:: Listed records
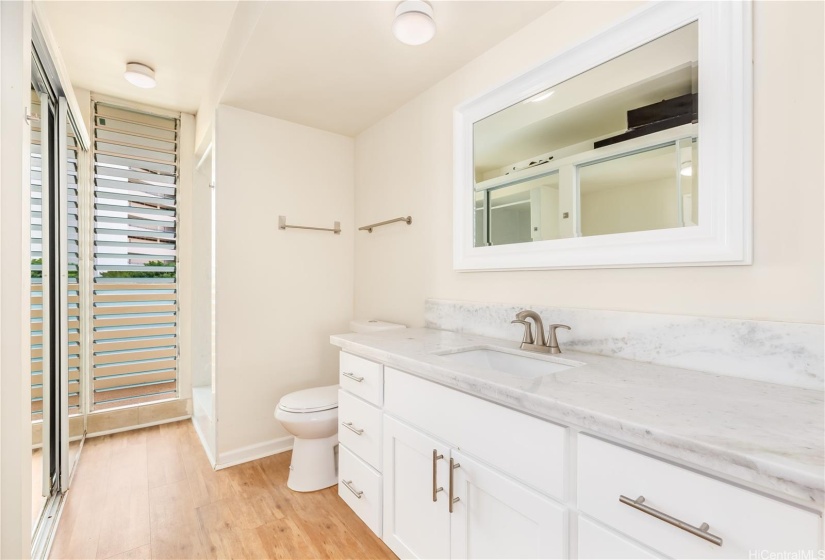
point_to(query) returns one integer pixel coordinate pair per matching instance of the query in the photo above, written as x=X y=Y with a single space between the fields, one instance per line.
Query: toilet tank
x=372 y=325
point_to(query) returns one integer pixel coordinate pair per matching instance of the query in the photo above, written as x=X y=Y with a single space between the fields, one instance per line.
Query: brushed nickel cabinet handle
x=453 y=499
x=348 y=484
x=436 y=488
x=701 y=531
x=352 y=376
x=350 y=427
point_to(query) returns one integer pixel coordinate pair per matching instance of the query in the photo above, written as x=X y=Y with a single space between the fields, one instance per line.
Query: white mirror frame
x=724 y=233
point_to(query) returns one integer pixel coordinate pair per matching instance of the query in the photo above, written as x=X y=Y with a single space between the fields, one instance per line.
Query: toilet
x=311 y=415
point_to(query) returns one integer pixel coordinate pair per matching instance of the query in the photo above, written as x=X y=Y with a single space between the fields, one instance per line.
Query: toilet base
x=313 y=464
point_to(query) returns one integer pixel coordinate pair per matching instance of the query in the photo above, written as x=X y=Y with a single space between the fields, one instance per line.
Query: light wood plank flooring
x=151 y=493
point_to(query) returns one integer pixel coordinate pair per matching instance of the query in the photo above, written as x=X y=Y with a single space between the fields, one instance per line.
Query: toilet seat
x=316 y=399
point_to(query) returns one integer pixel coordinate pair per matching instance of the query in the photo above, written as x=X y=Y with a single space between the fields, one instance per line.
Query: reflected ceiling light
x=414 y=23
x=539 y=97
x=140 y=75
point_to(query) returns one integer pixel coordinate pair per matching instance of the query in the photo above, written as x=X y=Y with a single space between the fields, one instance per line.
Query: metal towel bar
x=703 y=531
x=370 y=227
x=336 y=229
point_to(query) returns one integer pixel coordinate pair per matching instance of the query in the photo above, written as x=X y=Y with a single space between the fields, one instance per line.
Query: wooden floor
x=151 y=493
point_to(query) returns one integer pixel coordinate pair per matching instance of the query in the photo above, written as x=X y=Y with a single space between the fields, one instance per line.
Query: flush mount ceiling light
x=539 y=97
x=140 y=75
x=414 y=23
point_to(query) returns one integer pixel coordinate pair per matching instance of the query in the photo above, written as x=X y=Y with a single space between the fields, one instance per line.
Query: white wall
x=201 y=251
x=404 y=166
x=636 y=207
x=280 y=294
x=15 y=357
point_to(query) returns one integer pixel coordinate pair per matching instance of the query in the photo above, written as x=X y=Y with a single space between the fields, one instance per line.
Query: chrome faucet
x=550 y=345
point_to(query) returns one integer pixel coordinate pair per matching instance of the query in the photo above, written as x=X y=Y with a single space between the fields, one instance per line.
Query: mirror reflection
x=612 y=150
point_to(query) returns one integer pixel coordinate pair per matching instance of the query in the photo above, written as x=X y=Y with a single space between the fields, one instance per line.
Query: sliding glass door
x=56 y=359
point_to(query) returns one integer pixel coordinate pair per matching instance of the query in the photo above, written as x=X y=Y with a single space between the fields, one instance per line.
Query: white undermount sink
x=512 y=362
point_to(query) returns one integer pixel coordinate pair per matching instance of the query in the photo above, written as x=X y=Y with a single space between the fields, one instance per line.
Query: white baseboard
x=204 y=443
x=252 y=452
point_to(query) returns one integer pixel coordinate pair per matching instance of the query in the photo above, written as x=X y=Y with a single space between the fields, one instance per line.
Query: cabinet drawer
x=526 y=448
x=596 y=542
x=362 y=377
x=360 y=428
x=360 y=487
x=744 y=520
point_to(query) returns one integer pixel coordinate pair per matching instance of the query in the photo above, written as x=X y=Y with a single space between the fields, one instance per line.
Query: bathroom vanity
x=445 y=455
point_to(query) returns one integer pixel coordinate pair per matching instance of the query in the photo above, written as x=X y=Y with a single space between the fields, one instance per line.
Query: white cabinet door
x=596 y=543
x=415 y=526
x=496 y=517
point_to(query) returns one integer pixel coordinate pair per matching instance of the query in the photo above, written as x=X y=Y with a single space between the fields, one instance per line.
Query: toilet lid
x=311 y=400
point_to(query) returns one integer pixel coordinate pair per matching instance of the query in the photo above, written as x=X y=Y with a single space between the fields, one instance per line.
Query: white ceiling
x=180 y=40
x=336 y=65
x=333 y=65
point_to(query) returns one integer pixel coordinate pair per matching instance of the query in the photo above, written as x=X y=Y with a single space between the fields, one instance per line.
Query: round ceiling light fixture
x=140 y=75
x=414 y=23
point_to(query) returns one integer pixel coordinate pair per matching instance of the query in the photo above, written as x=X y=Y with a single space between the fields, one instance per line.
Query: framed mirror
x=592 y=159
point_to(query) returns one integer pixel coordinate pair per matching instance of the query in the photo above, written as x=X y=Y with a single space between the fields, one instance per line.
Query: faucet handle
x=552 y=341
x=528 y=331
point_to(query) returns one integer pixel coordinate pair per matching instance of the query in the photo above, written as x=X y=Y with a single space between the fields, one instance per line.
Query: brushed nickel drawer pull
x=352 y=428
x=348 y=484
x=701 y=531
x=453 y=499
x=353 y=376
x=436 y=488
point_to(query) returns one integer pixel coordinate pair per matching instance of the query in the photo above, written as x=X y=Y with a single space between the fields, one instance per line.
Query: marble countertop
x=771 y=436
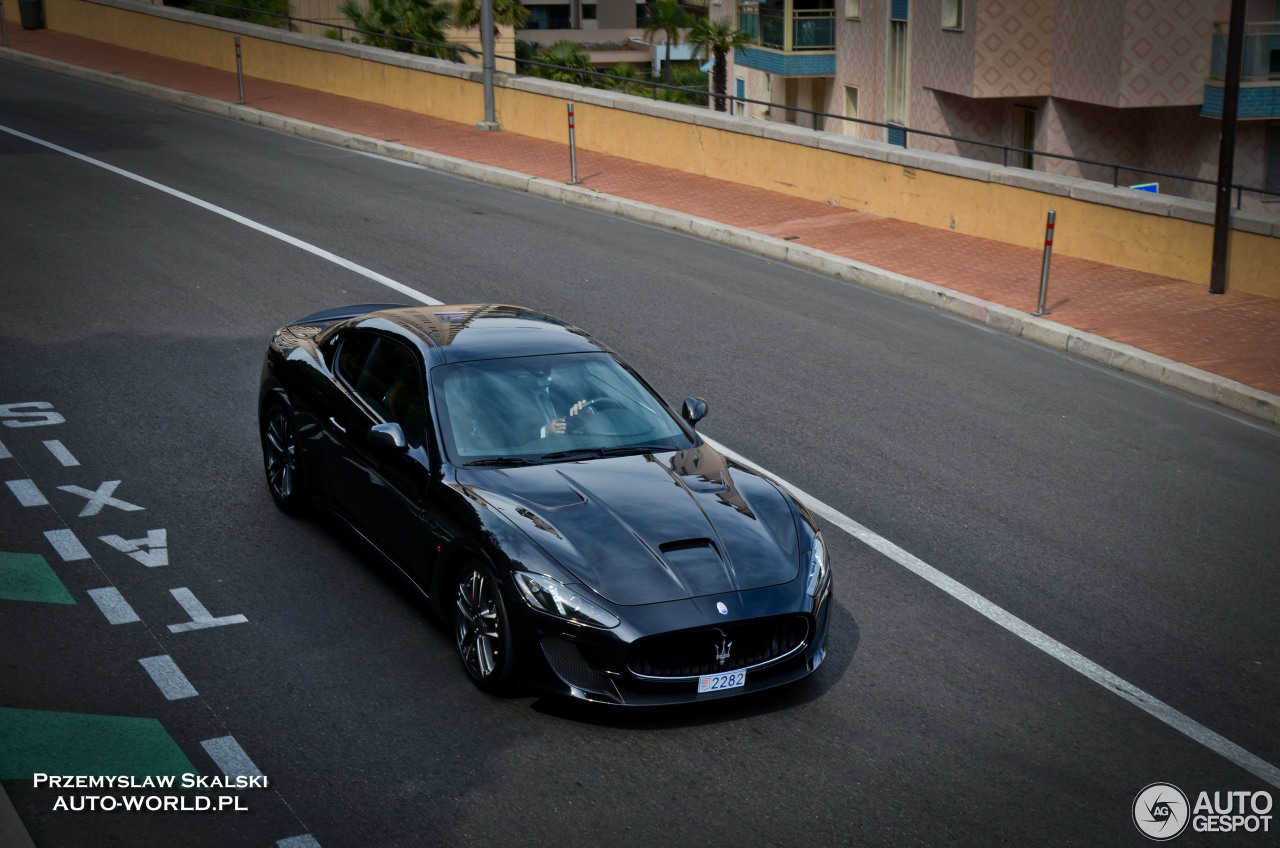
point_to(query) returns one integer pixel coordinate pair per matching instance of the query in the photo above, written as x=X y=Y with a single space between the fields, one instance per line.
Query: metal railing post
x=240 y=71
x=572 y=150
x=487 y=62
x=1048 y=252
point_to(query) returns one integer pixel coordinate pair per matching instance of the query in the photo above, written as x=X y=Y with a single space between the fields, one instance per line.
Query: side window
::::
Goal of the exercise ▸
Retype the entries word for word. Omit any images.

Result below ▸
point_to(query) returns one integer pixel coordinate pair per matching instance of the query in the photo above, written as x=X y=Y with a single space between the fields, one instance per line.
Query: toilet tank
x=372 y=325
point_to(query) returns one integer pixel coordinate pair per matching instance of the query in the photo above, written as x=X y=Y with a single space between the fields, one instance per line.
Query: brushed nickel cabinet handle
x=453 y=499
x=348 y=484
x=436 y=488
x=701 y=531
x=352 y=376
x=350 y=427
point_to(query) returns one integer pixel coordinate pair per matching instance of the query in the photo above, written as x=X y=Y with a single space between the fields, one instance per line.
Query: white mirror frame
x=724 y=233
point_to(query) returns one integer pixel coordinate pair per matching instance of the query in the photo above, written as x=X y=Y with a single space between the fields, one instance per line.
Query: toilet
x=311 y=415
point_to(query) returns one integer pixel coordinate pair per matching instance of the query in the photo above, written as x=X y=Y with a single space between the fields, one instance per line.
Query: toilet base
x=313 y=464
point_to(query) returns one integer pixel coordinate pair per matching instance of the query in the photo above, written as x=X y=Y with a single space between the fields, one instance per line.
Query: light wood plank flooring
x=151 y=493
point_to(query) returns one integer pixel coordinate pair per matching instance of the query in the photo above, written as x=X y=Y with a single space between the fields, one instance per line.
Query: toilet seat
x=316 y=399
point_to(query) returns one integer pixel coordinate pair per matching instance of the query in the photo above, written as x=X y=Y with a single space between the fields, one instance per line.
Query: reflected ceiling light
x=414 y=23
x=539 y=97
x=140 y=75
point_to(query) returns one integer pixel coordinate pair per matching instance of the query in the photo above, written as x=X y=Y with a single space between the fields, one instance per line.
Query: metal towel bar
x=703 y=531
x=370 y=227
x=336 y=229
point_to(query) returns one integer pixel coordinate pair per matching instance of the query in the photo above, written as x=X y=Y with a single space between the fields, one instance per line.
Query: wooden floor
x=151 y=493
point_to(query) returns one integer pixel coordinate pair per matching instance of the query in the photo above, written as x=X y=Y with a single space between the fields, one instance per line.
Query: flush mount ceiling light
x=539 y=97
x=140 y=75
x=414 y=23
point_to(query) returns one integer pixel coordinate pair per matching instance of the query in the photo above, written as x=X y=Y with a single space between the fields, one instance per line.
Query: white wall
x=201 y=251
x=404 y=166
x=636 y=207
x=280 y=294
x=15 y=357
point_to(query) returns one integer pixel coordinate pair per matching instance of the query in the photo above, written as x=X y=Y with a single space between the fields, one instance per line.
Query: chrome faucet
x=550 y=345
point_to(query) returns one integer pixel coordinate pair per matching instance of the query in the photo above, written as x=X y=Y with a single space between the fields, one instance per line.
Query: mirror reflection
x=612 y=150
point_to(query) returns one integer pixel coordinate pair per matching instance of the query in the photo above, written as x=X y=Y with a single space between the fields, one instance per line.
Query: sliding glass door
x=56 y=359
point_to(query) returns one integer pixel coordinate pair per matching instance of the query in the photo above, written as x=X y=Y with a single space between the fields, one instance per line.
Query: white undermount sink
x=512 y=362
point_to(query) returns one integer pixel coordinate pair per matching instance of the query in the photo above, written as x=X y=Y with a single space between the fields, one instance per line.
Query: white baseboard
x=204 y=443
x=252 y=452
point_to(query) returns one integer pixel coordinate pair per matching instance of the query in the photo above, written as x=X y=Y with a single space between the fields, one instance per line.
Query: cabinet drawer
x=526 y=448
x=596 y=542
x=362 y=377
x=360 y=428
x=360 y=487
x=744 y=520
point_to(query) returns one integer pixel coordinate pair per matching instance of the query in the photo above, written as x=X y=Y with a single space between the fields, one instance per line.
Query: bathroom vanity
x=445 y=455
point_to(query) returns one integer pixel coordinate pair per matching instance of the query in the photo above, written as x=X y=Y with a single space between the fields, one instance per line.
Query: white cabinet door
x=596 y=543
x=415 y=526
x=496 y=517
point_to(query) returns one integer pixel coordinate pair per matching instance of the query in the photo above, written as x=X y=Y with a single space between the fields, one instance per line.
Query: toilet lid
x=311 y=400
point_to(query) returns one integer pixel coordinate pair per matching instance of the query in the photo above, written as x=X y=Y with a single space between the fields, one instance per line.
Query: white ceiling
x=180 y=40
x=336 y=65
x=333 y=65
point_to(query) returns one integer pixel coordinate pair per matching instance of the query in the photo above, written as x=X y=Y with a single space between the fields, one instance per line.
Query: round ceiling light fixture
x=140 y=75
x=414 y=23
point_to(query) returns one integer pixel coordinate pair per matching instance of the query in the photo above, written as x=X y=Y with a single space between the fields, one instance per line.
Query: framed mirror
x=592 y=159
point_to(query) returns one integer pixel coordinate pair per matching instance of the query in the photo above, written as x=X y=Y with a single space between the fields, one instance per line.
Query: faucet handle
x=552 y=341
x=528 y=331
point_to(query) returns one integer pixel coordinate pair per matching instance of the query in the photo above, written as x=X y=Y with a single space between the fields, one instance per line.
Query: brushed nickel drawer pull
x=352 y=428
x=348 y=484
x=701 y=531
x=453 y=499
x=353 y=376
x=436 y=488
point_to(query) returns one integer pixel coordinate pair per matching instance of the query in the photo above, written as x=X y=Y with a single space between the fields, one instance per line.
Query: marble countertop
x=771 y=436
point_to(query) returns one integer pixel coordinate pair per matching instance of the query in the photo above, written as x=X y=Y with a single space between the fields, one instance per line.
Query: metal railing post
x=240 y=71
x=572 y=150
x=487 y=62
x=1048 y=252
point_to(query) returns one integer pixel coordinate pair per matching instance of the query in the photo above, written as x=X y=Y with a single space between the fields, one instance per line.
Query: side window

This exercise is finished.